(Data extracted from a collection)
◆ ◆ ◆
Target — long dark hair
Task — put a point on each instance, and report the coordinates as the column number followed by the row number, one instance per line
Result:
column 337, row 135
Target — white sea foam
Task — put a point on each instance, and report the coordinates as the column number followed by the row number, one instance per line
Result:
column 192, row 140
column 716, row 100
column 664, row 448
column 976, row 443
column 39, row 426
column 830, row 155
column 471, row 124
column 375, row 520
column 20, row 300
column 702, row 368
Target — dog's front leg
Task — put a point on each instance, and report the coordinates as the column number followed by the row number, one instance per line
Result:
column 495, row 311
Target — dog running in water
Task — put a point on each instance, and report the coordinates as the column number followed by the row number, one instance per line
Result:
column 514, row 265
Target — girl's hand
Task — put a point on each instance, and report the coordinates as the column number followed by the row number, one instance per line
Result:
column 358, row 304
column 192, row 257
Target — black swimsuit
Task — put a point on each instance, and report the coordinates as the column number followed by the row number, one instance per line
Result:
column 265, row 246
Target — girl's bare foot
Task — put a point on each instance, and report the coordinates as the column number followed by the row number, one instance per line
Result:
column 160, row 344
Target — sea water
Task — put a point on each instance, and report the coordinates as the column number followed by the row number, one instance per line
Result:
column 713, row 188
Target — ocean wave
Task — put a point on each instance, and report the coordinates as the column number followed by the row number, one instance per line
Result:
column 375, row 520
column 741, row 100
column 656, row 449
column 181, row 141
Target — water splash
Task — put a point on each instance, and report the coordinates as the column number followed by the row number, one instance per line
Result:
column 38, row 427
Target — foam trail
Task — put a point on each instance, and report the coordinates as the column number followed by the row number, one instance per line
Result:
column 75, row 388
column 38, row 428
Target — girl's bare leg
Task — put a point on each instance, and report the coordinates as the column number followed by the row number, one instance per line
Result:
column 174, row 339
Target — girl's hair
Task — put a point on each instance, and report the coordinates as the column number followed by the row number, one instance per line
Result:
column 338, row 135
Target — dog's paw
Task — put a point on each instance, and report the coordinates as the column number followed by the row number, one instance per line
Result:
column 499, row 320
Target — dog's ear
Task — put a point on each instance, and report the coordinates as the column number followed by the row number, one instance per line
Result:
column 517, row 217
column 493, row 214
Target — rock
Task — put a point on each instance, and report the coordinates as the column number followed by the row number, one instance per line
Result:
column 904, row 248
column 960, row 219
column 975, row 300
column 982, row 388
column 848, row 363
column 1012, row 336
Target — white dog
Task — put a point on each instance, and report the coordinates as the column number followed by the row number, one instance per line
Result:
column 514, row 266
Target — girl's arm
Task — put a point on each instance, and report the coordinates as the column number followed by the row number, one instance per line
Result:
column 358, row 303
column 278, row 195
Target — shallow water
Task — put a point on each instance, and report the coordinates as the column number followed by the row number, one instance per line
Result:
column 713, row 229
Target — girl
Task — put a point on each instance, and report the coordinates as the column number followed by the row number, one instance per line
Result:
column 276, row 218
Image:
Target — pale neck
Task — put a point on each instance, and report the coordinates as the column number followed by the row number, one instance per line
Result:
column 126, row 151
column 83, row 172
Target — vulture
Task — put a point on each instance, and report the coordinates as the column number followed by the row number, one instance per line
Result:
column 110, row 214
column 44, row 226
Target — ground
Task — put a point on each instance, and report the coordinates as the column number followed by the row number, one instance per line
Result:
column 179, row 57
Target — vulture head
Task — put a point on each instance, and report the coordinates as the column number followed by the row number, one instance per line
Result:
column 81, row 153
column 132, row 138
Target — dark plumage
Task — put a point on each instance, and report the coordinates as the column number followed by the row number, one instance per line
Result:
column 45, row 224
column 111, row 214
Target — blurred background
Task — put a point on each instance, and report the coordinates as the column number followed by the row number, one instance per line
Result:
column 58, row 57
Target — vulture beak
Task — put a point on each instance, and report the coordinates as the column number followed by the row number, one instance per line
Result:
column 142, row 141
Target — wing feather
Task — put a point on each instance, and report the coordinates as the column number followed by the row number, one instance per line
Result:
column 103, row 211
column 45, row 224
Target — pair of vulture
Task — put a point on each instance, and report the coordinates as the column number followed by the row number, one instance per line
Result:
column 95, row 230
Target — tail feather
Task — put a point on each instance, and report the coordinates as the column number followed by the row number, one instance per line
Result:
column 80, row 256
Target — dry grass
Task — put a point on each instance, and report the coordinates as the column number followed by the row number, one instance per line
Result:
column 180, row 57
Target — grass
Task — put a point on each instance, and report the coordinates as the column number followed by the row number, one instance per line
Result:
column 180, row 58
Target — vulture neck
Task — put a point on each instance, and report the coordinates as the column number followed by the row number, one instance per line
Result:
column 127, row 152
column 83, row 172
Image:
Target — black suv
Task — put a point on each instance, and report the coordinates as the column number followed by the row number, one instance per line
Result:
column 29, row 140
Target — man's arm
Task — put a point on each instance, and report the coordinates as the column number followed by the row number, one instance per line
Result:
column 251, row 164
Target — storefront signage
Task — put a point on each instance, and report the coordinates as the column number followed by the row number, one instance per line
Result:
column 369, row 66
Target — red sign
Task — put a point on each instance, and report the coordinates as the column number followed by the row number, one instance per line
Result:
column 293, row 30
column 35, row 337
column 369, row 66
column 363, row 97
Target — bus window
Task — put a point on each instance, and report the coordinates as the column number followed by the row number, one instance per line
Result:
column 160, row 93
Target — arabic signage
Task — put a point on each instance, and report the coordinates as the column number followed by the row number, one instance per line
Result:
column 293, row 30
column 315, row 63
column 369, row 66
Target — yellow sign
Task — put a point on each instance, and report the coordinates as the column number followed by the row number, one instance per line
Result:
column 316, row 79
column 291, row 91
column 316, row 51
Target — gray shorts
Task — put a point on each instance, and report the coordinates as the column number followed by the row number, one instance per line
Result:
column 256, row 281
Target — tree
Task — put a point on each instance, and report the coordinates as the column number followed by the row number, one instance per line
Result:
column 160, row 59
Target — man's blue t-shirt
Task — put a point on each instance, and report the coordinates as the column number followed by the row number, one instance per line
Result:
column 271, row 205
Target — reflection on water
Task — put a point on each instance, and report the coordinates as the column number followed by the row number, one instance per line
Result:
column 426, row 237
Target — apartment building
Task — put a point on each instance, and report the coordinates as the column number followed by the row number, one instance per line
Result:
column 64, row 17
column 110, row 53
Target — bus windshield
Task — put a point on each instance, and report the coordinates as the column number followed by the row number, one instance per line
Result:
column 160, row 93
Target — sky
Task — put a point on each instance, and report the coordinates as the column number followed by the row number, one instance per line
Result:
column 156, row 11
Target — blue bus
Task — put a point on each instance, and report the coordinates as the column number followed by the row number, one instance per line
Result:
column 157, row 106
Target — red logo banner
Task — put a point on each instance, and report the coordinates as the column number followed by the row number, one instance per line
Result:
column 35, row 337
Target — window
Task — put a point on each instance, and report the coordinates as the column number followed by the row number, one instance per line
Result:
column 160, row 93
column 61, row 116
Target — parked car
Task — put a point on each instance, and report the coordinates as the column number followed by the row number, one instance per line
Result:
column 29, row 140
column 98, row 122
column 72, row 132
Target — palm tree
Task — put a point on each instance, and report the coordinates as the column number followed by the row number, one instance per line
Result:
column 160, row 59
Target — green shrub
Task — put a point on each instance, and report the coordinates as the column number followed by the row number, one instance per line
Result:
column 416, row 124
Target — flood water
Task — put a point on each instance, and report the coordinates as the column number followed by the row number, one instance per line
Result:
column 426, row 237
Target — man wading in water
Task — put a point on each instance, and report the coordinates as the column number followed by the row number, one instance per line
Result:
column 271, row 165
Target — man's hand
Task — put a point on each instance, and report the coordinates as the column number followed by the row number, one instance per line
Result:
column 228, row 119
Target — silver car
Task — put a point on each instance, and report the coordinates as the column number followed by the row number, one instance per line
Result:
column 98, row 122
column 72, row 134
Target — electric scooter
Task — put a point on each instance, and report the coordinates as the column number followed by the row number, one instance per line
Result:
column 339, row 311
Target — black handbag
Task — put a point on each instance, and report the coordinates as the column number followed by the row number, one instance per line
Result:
◆ ◆ ◆
_Task brief_
Edit everything from the line containing "Target — red logo banner" down to the line containing "column 339, row 311" so that "green shrub" becomes "leafy bush", keeping all other text unchanged. Return only those lines.

_Final answer_
Target — red logo banner
Task — put a point on each instance, and report the coordinates as the column number followed by the row number, one instance per line
Result:
column 35, row 337
Target — window
Task — put a point on each instance, and report the coordinates as the column number followed by the row number, one instance per line
Result:
column 160, row 93
column 61, row 116
Target — parked car
Task — put a point on each instance, and report the coordinates as the column number followed by the row number, one instance per line
Result:
column 29, row 140
column 98, row 122
column 72, row 132
Target — palm tree
Task — put a point on each instance, and report the coordinates as the column number followed by the row number, one instance per line
Result:
column 160, row 59
Target — leafy bush
Task — put a point on each instance, and report the coordinates as the column number followed by the row number, one instance per line
Result:
column 416, row 124
Target — flood water
Task — put a point on each instance, and report the coordinates as the column number followed by the row number, one instance per line
Result:
column 426, row 237
Target — man wading in water
Task — put a point on each instance, and report the coordinates as the column number followed by the row number, one instance per line
Result:
column 271, row 165
Target — man's hand
Task — put a point on each instance, and report the coordinates as the column number followed by the row number, one instance per line
Result:
column 228, row 119
Target — silver car
Task — put a point on each instance, and report the coordinates as the column number followed by the row number, one instance per line
Result:
column 98, row 122
column 72, row 134
Target — electric scooter
Task — put a point on each instance, and report the coordinates as the column number followed by the row number, one instance per line
Result:
column 339, row 311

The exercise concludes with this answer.